··· Records provided

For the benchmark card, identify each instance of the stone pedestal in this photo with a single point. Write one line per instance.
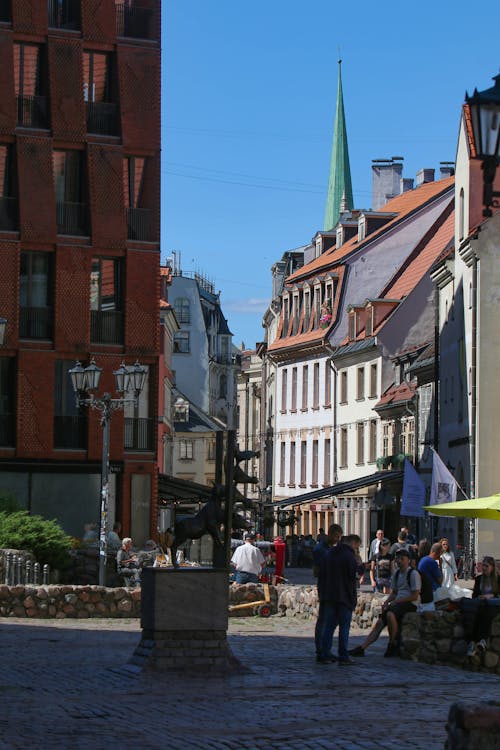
(184, 618)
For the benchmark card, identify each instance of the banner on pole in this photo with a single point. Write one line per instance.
(443, 483)
(413, 496)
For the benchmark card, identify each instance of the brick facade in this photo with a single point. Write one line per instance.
(79, 252)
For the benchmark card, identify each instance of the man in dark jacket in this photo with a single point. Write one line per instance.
(337, 595)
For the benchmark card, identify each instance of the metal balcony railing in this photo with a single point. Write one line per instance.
(72, 218)
(35, 323)
(102, 118)
(139, 224)
(32, 111)
(133, 21)
(8, 215)
(138, 434)
(5, 11)
(7, 430)
(106, 326)
(70, 432)
(64, 14)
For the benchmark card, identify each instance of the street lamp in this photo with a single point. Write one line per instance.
(485, 117)
(130, 382)
(3, 325)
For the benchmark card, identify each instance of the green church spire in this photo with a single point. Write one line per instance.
(339, 183)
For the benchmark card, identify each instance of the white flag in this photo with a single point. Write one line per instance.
(443, 484)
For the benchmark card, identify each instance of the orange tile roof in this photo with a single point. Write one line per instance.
(420, 265)
(403, 205)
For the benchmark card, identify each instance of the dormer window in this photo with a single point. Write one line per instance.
(352, 326)
(361, 228)
(181, 410)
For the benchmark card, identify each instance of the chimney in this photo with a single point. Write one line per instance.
(386, 179)
(446, 169)
(405, 184)
(425, 175)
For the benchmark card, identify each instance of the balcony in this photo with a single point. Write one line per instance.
(5, 11)
(35, 323)
(133, 21)
(106, 326)
(102, 118)
(7, 430)
(8, 215)
(138, 434)
(139, 224)
(64, 14)
(32, 111)
(70, 432)
(72, 218)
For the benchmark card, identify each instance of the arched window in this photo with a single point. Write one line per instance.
(182, 309)
(223, 386)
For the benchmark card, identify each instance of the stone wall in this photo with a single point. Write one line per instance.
(69, 601)
(438, 638)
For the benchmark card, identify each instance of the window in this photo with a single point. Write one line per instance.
(292, 464)
(210, 450)
(284, 374)
(182, 309)
(106, 301)
(186, 450)
(328, 383)
(70, 422)
(70, 190)
(373, 381)
(181, 342)
(294, 390)
(223, 386)
(138, 435)
(98, 93)
(8, 190)
(64, 14)
(305, 385)
(314, 475)
(138, 217)
(373, 440)
(282, 463)
(7, 402)
(303, 463)
(343, 387)
(133, 19)
(361, 383)
(343, 447)
(360, 434)
(327, 460)
(29, 83)
(316, 386)
(35, 296)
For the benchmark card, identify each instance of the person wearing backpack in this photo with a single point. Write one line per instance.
(404, 597)
(432, 577)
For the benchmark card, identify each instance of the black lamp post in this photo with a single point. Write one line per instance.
(485, 117)
(130, 382)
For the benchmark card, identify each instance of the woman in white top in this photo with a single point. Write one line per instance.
(448, 564)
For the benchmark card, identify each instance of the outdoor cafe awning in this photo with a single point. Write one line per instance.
(341, 488)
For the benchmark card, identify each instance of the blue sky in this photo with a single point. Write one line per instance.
(248, 101)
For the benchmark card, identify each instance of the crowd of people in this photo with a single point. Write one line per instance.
(409, 573)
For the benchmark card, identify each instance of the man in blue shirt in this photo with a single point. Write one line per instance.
(432, 576)
(337, 595)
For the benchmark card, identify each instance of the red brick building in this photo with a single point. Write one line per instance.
(79, 251)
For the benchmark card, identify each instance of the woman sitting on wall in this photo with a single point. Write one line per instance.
(479, 611)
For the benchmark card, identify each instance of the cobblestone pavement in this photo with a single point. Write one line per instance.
(63, 685)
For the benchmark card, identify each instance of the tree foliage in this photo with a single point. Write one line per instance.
(45, 539)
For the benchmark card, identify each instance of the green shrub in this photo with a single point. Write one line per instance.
(45, 539)
(8, 503)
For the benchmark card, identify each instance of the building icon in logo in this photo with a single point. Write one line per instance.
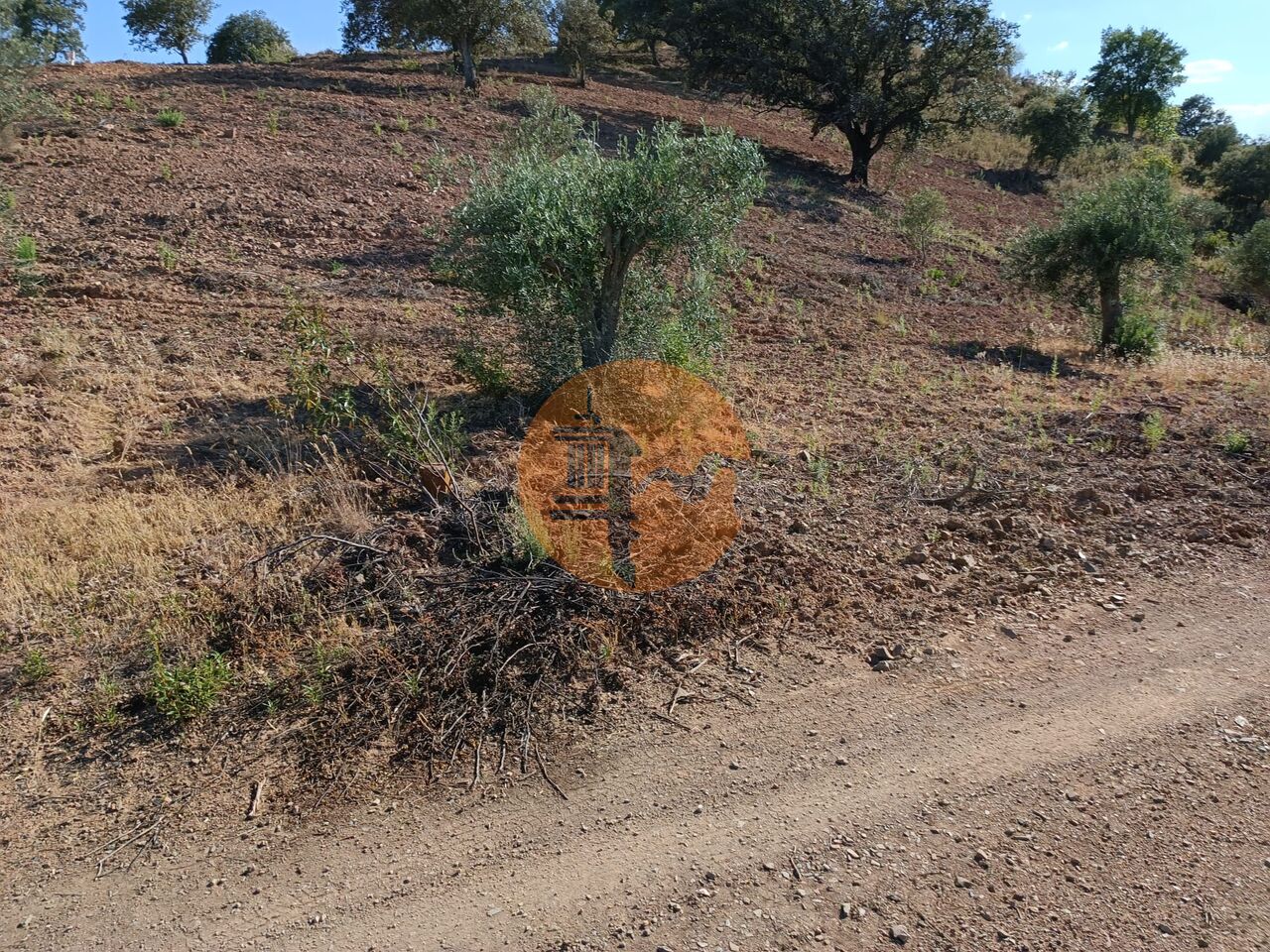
(598, 483)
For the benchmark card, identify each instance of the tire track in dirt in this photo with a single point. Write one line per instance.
(821, 754)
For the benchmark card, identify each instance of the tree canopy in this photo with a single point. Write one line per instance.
(167, 24)
(879, 71)
(575, 245)
(1102, 234)
(54, 24)
(583, 33)
(249, 37)
(468, 27)
(1135, 73)
(1199, 113)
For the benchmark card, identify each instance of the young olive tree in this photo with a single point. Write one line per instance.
(603, 257)
(1101, 238)
(1134, 75)
(879, 71)
(167, 24)
(470, 28)
(583, 33)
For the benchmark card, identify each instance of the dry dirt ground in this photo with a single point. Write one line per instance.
(939, 458)
(1084, 783)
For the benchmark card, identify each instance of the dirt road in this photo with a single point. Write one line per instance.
(1093, 783)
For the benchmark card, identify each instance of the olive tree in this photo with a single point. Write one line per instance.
(601, 257)
(470, 28)
(1102, 235)
(1134, 75)
(1242, 181)
(21, 59)
(54, 26)
(583, 33)
(1248, 267)
(167, 24)
(879, 71)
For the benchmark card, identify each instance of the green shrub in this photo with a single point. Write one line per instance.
(579, 248)
(921, 221)
(35, 666)
(1214, 143)
(189, 689)
(1102, 238)
(249, 37)
(485, 368)
(1155, 430)
(1248, 267)
(1242, 181)
(548, 130)
(171, 118)
(1236, 443)
(1137, 336)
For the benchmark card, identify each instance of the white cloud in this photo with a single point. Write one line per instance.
(1207, 70)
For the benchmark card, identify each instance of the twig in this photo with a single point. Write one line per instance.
(543, 766)
(255, 798)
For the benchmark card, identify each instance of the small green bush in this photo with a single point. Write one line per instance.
(1248, 268)
(171, 118)
(1236, 443)
(485, 368)
(35, 666)
(548, 130)
(921, 221)
(1137, 336)
(249, 37)
(1155, 430)
(190, 689)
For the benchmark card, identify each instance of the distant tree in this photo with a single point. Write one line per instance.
(1101, 236)
(879, 71)
(1057, 125)
(583, 33)
(1213, 143)
(1199, 113)
(1135, 75)
(647, 22)
(249, 37)
(21, 59)
(468, 27)
(602, 257)
(1241, 181)
(167, 24)
(54, 24)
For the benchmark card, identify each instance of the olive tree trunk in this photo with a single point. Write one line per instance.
(468, 59)
(1111, 306)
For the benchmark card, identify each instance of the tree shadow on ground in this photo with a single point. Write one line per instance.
(1025, 359)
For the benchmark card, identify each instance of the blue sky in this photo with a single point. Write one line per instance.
(1225, 40)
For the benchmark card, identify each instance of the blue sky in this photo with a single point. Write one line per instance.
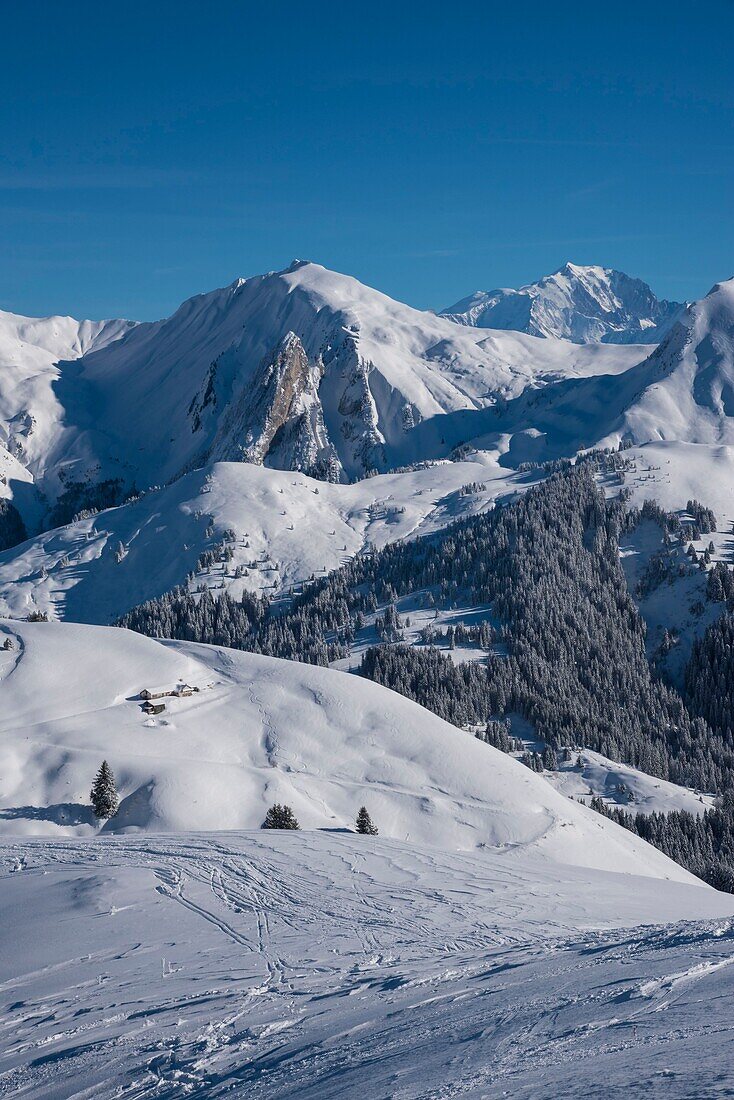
(151, 151)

······

▶ **Task instructions**:
Restate each entry word for word, please, but drop any images it holds.

▶ **The response**:
For the benchmark card, identify each instance of the stone pedestal in this photo with a single point. Write one line per instance.
(184, 618)
For the benchmark card, identify each instance of the banner on pole in this photo with a single point. Write one line per instance.
(443, 483)
(413, 496)
For the benchmark card, identify each instance of the brick facade in this photo with a single point. Write one line per instance.
(79, 252)
For the benchmark card, identify each instance of the man in dark jacket in this photo with a single point. Write one line per instance.
(337, 595)
For the benchmark card, identify each instance of the metal balcony railing in this photo with a single point. Write one line per instance.
(72, 218)
(35, 323)
(102, 118)
(139, 224)
(32, 111)
(133, 21)
(8, 215)
(138, 434)
(5, 11)
(7, 430)
(106, 326)
(70, 432)
(64, 14)
For the benchmark card, identify each instance of the street lamp in this photo with a single point. Write one line per instance.
(485, 117)
(130, 382)
(3, 325)
For the benchmark card, identify each instance of the green church spire in this photo with a single point. Write one line per instance.
(339, 183)
For the benchmark card, identify each instance of the white flag in this photo with a single point. Write one line per instance.
(443, 484)
For the benchmark card, identify each instance of the orange tile roof in this photo with a single point. Write one line per instance.
(420, 265)
(403, 205)
For the benchmark card, identify each instance of the dormer window in this photo with a single point. Write one line per instance.
(352, 326)
(361, 228)
(181, 410)
For the benchmark card, identify each instance of the chimney in this photo with a single point. Write one line per instance.
(386, 179)
(446, 169)
(405, 184)
(425, 175)
For the benchmark card, identify each instance of the balcony in this photo with a single point. Write one line per instance.
(5, 11)
(35, 323)
(133, 21)
(106, 326)
(102, 118)
(7, 430)
(8, 215)
(138, 434)
(139, 224)
(64, 14)
(32, 111)
(70, 432)
(72, 218)
For the benchmark card, identify each instance of the arched window in this photo with a single point. Write one line per instance.
(182, 309)
(223, 386)
For the benchmark card, identify each instance of the stone wall in this photo with a single point. Write one line per instance.
(69, 601)
(438, 638)
For the benchmark card, identify each instance of the window in this photo with a single point. Write one line per instance.
(292, 464)
(210, 450)
(284, 374)
(182, 309)
(106, 301)
(186, 450)
(328, 383)
(70, 422)
(70, 190)
(373, 381)
(181, 342)
(294, 390)
(223, 386)
(138, 435)
(98, 93)
(8, 190)
(64, 14)
(305, 385)
(314, 475)
(138, 217)
(373, 440)
(282, 463)
(7, 402)
(303, 463)
(343, 387)
(133, 19)
(361, 383)
(343, 447)
(360, 434)
(327, 460)
(29, 83)
(316, 386)
(35, 296)
For the benchmark card, identify each instance of the person wearing backpack in this photo with a single point. Write one line per instance.
(404, 597)
(432, 577)
For the benchmark card, identify each instance of the black lamp post in this photo with a single point. Write one line per instance.
(485, 117)
(130, 382)
For the benchmark card, identify each instance of the woman in white top in this photo with a single point. Write one line per instance.
(448, 564)
For the benchmark card, identify each instance of the outdoor cafe awning in this photo with a single point. Write one line per instance.
(341, 488)
For the benchmark card, identify each instance of the blue sky in this photo with a single point. Write one line per instance.
(248, 101)
For the benchmark card, identify each instance of the crowd of people in this photo with a single point. Write one line per instance.
(409, 573)
For the benchmark card, identify each instance of the man in blue shirt in this photo with a single point. Write one line per instance.
(432, 576)
(337, 595)
For the benchmark card, identify each instance of the red brick building in this photo with a single point. Write one line per instance.
(79, 251)
For the benchmark card, identify each instance of the woman sitting on wall in this photo with a single point. Write one line per instance.
(479, 611)
For the benchmark card, identify each instance of the cobblestone pavement in this photo with a single point. Write one line per instance.
(63, 685)
For the benchmark card, identify each instance of the tree foliage in this photo with a single point. Write one line per instance.
(45, 539)
For the benchmark card, identify each instance of the green shrub in this photo with a single point. Write one line per instance.
(45, 539)
(8, 503)
For the benchmark card, identify each instance of the building icon in logo in this photo with a single point. Write one line per instance.
(598, 483)
For the benchmark card, identify each instance of the tire track in dirt in this photo with a single point. Write one line per instance.
(821, 754)
For the benchmark card, identify each instance of the tree canopy in this photo with a single point. Write one line per instance.
(167, 24)
(879, 71)
(575, 245)
(1102, 234)
(54, 24)
(583, 33)
(249, 37)
(468, 27)
(1135, 73)
(1199, 113)
For the benchmark card, identify each instance of the young olive tree in this photo with a single point. Write one line per instance.
(603, 257)
(1101, 238)
(1134, 75)
(879, 71)
(167, 24)
(470, 28)
(583, 33)
For the benchmark card, identify each instance of the dry dirt ground in this photo with a single point. Write one line per instance.
(939, 458)
(1084, 783)
For the benchmark card, identify each instance of the dirt road in this photo with a single point. Write one line per instance.
(1093, 783)
For the benchmark card, identify each instance of the olive tree in this photo with a single point. Write one line per instance.
(601, 257)
(470, 28)
(1102, 235)
(1134, 75)
(1242, 181)
(21, 59)
(54, 26)
(583, 33)
(1248, 267)
(167, 24)
(879, 71)
For the benchmark card, identify each instance of the green shrub in this photo with a single point. Write one line per instance.
(579, 248)
(921, 221)
(35, 666)
(1214, 143)
(189, 689)
(1102, 238)
(249, 37)
(485, 368)
(1155, 430)
(1248, 267)
(1242, 181)
(548, 130)
(171, 118)
(1236, 443)
(1137, 336)
For the benchmark card, identify each instance of the white cloud in this photo with a single point. Write one line per instance.
(1207, 70)
For the benchmark card, identify each instance of the twig in this photo with a single point. Write one line per instance.
(543, 766)
(255, 798)
For the benchmark card, identify each instance of the small green bush in this photo with a single point. Write one line per instance.
(1248, 268)
(171, 118)
(1236, 443)
(485, 368)
(35, 666)
(548, 130)
(921, 221)
(1137, 336)
(249, 37)
(1155, 430)
(190, 689)
For the benchmark card, identify each instance of the distant tree in this photo with a single point. Write one line per instance.
(1101, 236)
(879, 71)
(1057, 125)
(583, 33)
(1213, 143)
(1199, 113)
(1135, 75)
(647, 22)
(249, 37)
(21, 59)
(468, 27)
(602, 257)
(1241, 181)
(167, 24)
(54, 24)
For the benchmark card, identify each instance of the olive tree trunk in this photo with a single point. Write one line per instance.
(468, 59)
(1111, 306)
For the benchmark card, identify each instance of the tree shadow on ground in this photo with a single point. Write one line per instance.
(1025, 359)
For the benchmark card, identify each instance of the blue sky in this photo with a single point. Write one line per instance.
(1225, 40)
For the benchmark card, identify each instance of the blue sky in this photo with a single point. Write one line per instance.
(151, 151)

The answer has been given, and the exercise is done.